ASSIGNED TASK =
Locate each line in the data below that contains the word "positive" and copy those lines.
★ ★ ★ ★ ★
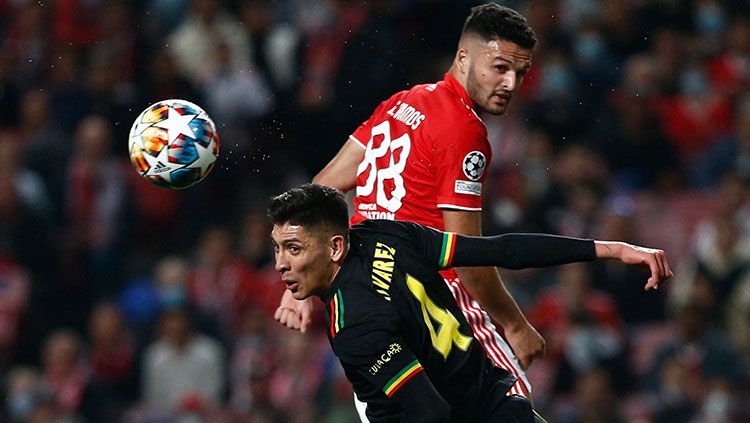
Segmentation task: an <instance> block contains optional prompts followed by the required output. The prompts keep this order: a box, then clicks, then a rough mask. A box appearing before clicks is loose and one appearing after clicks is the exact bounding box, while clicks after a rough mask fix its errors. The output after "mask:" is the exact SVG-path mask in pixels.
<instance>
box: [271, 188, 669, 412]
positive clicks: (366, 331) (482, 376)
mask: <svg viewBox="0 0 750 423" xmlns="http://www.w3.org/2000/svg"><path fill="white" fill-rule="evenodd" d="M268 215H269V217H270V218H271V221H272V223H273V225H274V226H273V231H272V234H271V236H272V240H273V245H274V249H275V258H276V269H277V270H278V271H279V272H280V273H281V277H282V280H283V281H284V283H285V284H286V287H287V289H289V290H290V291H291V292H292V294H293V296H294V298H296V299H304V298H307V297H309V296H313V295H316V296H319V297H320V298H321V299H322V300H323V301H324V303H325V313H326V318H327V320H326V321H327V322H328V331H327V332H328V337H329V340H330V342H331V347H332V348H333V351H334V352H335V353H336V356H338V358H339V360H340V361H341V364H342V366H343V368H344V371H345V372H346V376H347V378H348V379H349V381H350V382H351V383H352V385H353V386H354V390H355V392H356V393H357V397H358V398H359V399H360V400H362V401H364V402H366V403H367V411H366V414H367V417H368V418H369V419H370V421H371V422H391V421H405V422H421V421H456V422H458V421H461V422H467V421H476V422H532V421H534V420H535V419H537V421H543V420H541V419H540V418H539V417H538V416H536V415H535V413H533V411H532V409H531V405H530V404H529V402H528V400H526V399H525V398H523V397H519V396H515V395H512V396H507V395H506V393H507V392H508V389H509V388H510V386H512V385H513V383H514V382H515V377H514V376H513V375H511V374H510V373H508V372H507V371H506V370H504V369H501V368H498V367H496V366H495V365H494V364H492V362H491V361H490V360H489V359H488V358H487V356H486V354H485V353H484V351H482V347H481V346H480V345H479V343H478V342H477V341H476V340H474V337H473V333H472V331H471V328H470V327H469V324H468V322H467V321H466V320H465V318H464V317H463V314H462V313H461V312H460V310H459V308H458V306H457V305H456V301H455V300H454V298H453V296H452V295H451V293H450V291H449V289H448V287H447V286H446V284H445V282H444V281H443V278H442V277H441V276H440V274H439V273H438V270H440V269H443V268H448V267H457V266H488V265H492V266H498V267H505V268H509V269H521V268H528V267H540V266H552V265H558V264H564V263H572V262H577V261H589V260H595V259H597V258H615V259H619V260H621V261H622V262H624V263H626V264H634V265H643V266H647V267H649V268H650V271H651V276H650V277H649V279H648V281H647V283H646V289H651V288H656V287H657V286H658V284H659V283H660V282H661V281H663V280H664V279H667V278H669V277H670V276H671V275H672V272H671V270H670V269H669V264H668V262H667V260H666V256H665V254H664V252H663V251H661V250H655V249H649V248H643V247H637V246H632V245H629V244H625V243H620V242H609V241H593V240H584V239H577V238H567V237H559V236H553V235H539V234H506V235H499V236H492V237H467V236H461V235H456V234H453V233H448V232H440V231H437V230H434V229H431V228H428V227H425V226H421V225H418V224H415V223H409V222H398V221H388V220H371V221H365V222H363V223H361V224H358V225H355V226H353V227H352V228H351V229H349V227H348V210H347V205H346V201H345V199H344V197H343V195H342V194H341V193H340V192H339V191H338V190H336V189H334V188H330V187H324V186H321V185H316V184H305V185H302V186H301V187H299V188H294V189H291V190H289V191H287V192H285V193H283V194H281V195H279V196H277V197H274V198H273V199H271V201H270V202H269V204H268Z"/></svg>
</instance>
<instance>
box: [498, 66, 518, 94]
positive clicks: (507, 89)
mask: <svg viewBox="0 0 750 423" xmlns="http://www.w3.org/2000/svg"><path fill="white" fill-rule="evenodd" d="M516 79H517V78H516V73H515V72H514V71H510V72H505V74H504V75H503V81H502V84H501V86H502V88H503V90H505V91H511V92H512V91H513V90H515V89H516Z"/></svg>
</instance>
★ ★ ★ ★ ★
TASK OUTPUT =
positive clicks: (366, 331) (482, 376)
positive clicks: (507, 89)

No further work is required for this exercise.